Collected data
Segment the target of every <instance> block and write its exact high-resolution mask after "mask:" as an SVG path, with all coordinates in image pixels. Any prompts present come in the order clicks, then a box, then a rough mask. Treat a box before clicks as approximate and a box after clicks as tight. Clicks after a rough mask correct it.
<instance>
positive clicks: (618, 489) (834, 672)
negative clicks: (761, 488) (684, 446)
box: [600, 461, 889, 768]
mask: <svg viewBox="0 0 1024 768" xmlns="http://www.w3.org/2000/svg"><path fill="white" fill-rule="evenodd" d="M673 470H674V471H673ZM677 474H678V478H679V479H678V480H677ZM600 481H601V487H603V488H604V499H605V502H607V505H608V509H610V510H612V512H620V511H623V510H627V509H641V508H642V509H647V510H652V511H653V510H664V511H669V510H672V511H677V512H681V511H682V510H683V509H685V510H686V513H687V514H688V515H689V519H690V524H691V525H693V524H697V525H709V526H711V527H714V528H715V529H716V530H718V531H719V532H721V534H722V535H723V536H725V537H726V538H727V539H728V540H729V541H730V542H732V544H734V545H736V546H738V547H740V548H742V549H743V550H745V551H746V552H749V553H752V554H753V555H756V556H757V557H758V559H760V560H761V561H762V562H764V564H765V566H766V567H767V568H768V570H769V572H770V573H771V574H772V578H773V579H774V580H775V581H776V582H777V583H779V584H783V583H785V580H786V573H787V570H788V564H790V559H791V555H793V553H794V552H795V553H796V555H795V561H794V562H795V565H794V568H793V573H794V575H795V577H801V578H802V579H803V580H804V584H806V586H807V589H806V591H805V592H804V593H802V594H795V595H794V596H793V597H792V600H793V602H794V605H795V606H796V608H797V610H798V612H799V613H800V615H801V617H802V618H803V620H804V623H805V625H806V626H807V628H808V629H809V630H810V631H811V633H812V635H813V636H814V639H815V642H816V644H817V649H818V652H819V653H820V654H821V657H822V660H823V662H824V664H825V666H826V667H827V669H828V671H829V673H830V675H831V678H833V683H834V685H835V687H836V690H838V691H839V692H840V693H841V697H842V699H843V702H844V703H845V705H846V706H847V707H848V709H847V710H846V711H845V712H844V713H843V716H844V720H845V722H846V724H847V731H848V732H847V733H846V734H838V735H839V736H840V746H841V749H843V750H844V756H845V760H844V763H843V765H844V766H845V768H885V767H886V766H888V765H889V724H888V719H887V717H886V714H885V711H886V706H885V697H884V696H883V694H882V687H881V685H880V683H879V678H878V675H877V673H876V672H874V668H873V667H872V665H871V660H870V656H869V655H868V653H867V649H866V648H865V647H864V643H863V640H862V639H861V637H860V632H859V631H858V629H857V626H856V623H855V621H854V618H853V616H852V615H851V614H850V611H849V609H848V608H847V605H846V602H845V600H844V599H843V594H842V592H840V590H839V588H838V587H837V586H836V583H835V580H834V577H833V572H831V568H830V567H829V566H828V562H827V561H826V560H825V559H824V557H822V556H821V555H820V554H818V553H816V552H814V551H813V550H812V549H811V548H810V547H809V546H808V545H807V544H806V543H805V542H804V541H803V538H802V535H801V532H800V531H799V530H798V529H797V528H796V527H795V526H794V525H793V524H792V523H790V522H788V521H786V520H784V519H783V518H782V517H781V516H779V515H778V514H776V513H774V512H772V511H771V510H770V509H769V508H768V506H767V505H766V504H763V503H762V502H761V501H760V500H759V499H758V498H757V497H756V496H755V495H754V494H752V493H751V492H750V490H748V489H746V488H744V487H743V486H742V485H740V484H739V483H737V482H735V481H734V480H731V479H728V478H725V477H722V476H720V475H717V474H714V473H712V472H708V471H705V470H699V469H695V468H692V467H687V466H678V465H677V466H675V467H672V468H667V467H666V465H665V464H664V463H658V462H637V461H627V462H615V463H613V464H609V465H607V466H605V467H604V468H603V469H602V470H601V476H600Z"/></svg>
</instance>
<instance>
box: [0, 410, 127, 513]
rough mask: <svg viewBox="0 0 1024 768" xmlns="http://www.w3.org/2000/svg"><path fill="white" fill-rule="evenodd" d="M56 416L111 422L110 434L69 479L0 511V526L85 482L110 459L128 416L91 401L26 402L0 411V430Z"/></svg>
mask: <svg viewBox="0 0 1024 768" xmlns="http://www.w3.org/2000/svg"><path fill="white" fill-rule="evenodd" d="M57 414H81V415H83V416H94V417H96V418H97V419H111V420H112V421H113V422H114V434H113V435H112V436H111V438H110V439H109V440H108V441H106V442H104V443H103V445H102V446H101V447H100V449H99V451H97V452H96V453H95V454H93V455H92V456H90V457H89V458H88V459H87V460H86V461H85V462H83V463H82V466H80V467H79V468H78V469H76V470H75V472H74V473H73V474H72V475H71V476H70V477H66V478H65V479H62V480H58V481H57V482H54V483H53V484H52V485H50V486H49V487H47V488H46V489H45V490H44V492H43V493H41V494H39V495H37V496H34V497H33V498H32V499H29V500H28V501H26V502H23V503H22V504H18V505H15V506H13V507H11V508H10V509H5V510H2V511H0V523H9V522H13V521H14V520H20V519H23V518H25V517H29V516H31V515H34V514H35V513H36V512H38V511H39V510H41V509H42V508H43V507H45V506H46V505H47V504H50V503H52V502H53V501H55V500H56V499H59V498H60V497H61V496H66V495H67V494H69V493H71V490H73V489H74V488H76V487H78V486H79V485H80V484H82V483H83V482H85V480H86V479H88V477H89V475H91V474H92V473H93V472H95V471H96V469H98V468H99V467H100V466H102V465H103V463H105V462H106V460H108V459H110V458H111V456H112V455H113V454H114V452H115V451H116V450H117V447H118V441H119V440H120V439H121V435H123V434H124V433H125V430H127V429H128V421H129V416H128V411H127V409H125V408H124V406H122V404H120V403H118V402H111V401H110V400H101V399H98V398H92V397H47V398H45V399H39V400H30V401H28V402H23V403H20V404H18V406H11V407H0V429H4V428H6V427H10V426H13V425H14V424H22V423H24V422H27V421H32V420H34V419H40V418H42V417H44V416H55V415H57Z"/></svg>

**ACTIVITY:** Could you retype every one of the records above character for character, with no changes?

**TASK ANSWER:**
Segment the target of every <instance> block and write its exact high-resolution mask after "mask:" as an SVG path, with all coordinates in image pixels. Any prompts present come in the order clicks, then a box, then a rough mask. Treat a box before clicks as approximate and a box after clicks as tight. Clicks after a rough mask correct it.
<instance>
positive clicks: (618, 489) (834, 672)
negative clicks: (761, 488) (684, 446)
box: [600, 461, 889, 768]
mask: <svg viewBox="0 0 1024 768" xmlns="http://www.w3.org/2000/svg"><path fill="white" fill-rule="evenodd" d="M673 470H674V471H673ZM677 474H678V478H679V479H678V480H677ZM600 481H601V487H603V488H604V499H605V502H607V505H608V509H610V510H612V512H620V511H623V510H627V509H641V508H642V509H647V510H652V511H653V510H664V511H669V510H672V511H677V512H681V511H682V510H683V509H685V510H686V513H687V514H688V515H689V519H690V524H691V525H693V524H697V525H709V526H711V527H714V528H715V529H716V530H718V531H719V532H721V534H722V535H723V536H725V537H726V538H727V539H728V540H729V541H730V542H732V544H734V545H736V546H738V547H740V548H742V549H743V550H745V551H746V552H749V553H752V554H753V555H756V556H757V557H758V559H760V560H761V561H762V562H764V564H765V566H766V567H767V568H768V570H769V572H770V573H771V574H772V578H773V579H774V580H775V581H776V582H777V583H779V584H783V583H785V580H786V573H787V570H788V564H790V559H791V555H793V553H794V552H795V553H796V555H795V561H794V562H795V565H794V568H793V573H794V575H795V577H801V578H802V579H803V580H804V584H806V586H807V589H806V591H805V592H804V593H802V594H795V595H794V596H793V597H792V600H793V602H794V605H795V606H796V608H797V610H798V612H799V613H800V615H801V617H802V618H803V620H804V623H805V625H806V626H807V628H808V629H809V630H810V631H811V633H812V635H813V636H814V639H815V642H816V644H817V649H818V652H819V653H820V654H821V657H822V660H823V662H824V664H825V666H826V667H827V669H828V671H829V673H830V675H831V678H833V683H834V685H835V687H836V690H838V691H839V692H840V693H841V697H842V699H843V702H844V703H845V705H846V706H847V707H848V709H847V710H846V711H845V712H844V713H843V716H844V720H845V722H846V724H847V731H848V732H847V733H846V734H838V735H839V736H840V746H841V749H843V750H844V756H845V760H844V763H843V765H844V766H845V768H885V767H886V766H888V765H889V724H888V719H887V717H886V714H885V711H886V706H885V697H884V696H883V694H882V687H881V685H880V683H879V678H878V675H877V673H876V672H874V668H873V667H872V665H871V660H870V656H869V655H868V653H867V649H866V648H865V647H864V643H863V640H862V639H861V637H860V632H859V631H858V629H857V626H856V623H855V621H854V618H853V616H852V615H851V614H850V611H849V609H848V608H847V605H846V602H845V600H844V599H843V594H842V592H840V590H839V588H838V587H837V586H836V583H835V580H834V577H833V572H831V568H830V567H829V566H828V562H827V561H826V560H825V559H824V557H822V556H821V555H820V554H818V553H816V552H814V551H813V550H812V549H811V548H810V547H809V546H808V545H807V544H806V543H805V542H804V541H803V538H802V535H801V532H800V531H799V530H798V529H797V528H796V527H795V526H794V525H793V524H792V523H790V522H788V521H786V520H784V519H783V518H782V517H781V516H779V515H778V514H776V513H774V512H772V511H771V510H770V509H769V508H768V506H767V505H766V504H763V503H762V502H761V501H760V500H759V499H758V498H757V497H756V496H755V495H754V494H752V493H751V492H750V490H748V489H746V488H744V487H743V486H742V485H740V484H739V483H737V482H735V481H734V480H731V479H728V478H725V477H722V476H720V475H717V474H714V473H712V472H708V471H705V470H699V469H695V468H692V467H687V466H678V465H677V466H675V467H672V468H667V467H666V465H665V464H664V463H658V462H637V461H627V462H615V463H613V464H609V465H607V466H605V467H604V468H603V469H602V470H601V476H600Z"/></svg>
</instance>
<instance>
box: [0, 410, 127, 513]
rough mask: <svg viewBox="0 0 1024 768" xmlns="http://www.w3.org/2000/svg"><path fill="white" fill-rule="evenodd" d="M56 416L111 422L110 434L69 479L0 511V526L85 482L110 459L128 416L91 401L26 402L0 411V430Z"/></svg>
mask: <svg viewBox="0 0 1024 768" xmlns="http://www.w3.org/2000/svg"><path fill="white" fill-rule="evenodd" d="M57 414H81V415H83V416H94V417H96V418H97V419H111V420H112V421H113V422H114V434H113V435H112V436H111V438H110V439H109V440H108V441H106V442H104V443H103V445H102V446H101V447H100V449H99V451H97V452H96V453H95V454H93V455H92V456H90V457H89V458H88V459H87V460H86V461H85V462H83V463H82V466H80V467H79V468H78V469H76V470H75V472H74V473H73V474H72V475H71V476H70V477H66V478H65V479H62V480H58V481H57V482H54V483H53V484H52V485H50V486H49V487H47V488H46V489H45V490H44V492H43V493H41V494H39V495H37V496H34V497H33V498H32V499H29V500H28V501H26V502H23V503H22V504H18V505H15V506H13V507H11V508H10V509H5V510H2V511H0V523H9V522H13V521H14V520H20V519H23V518H25V517H29V516H31V515H34V514H35V513H36V512H38V511H39V510H41V509H42V508H43V507H45V506H46V505H47V504H50V503H52V502H53V501H55V500H56V499H59V498H60V497H61V496H66V495H67V494H69V493H71V490H73V489H74V488H76V487H78V486H79V485H80V484H82V483H83V482H85V480H86V479H88V477H89V475H91V474H92V473H93V472H95V471H96V469H98V468H99V467H100V466H102V465H103V463H105V462H106V460H108V459H110V458H111V456H112V455H113V454H114V452H115V451H116V450H117V447H118V441H119V440H120V439H121V435H123V434H124V433H125V430H127V429H128V421H129V416H128V411H127V409H125V408H124V406H122V404H120V403H118V402H111V401H110V400H101V399H98V398H92V397H47V398H45V399H39V400H30V401H28V402H23V403H20V404H18V406H11V407H0V429H4V428H6V427H10V426H13V425H14V424H22V423H24V422H27V421H32V420H34V419H40V418H42V417H44V416H55V415H57Z"/></svg>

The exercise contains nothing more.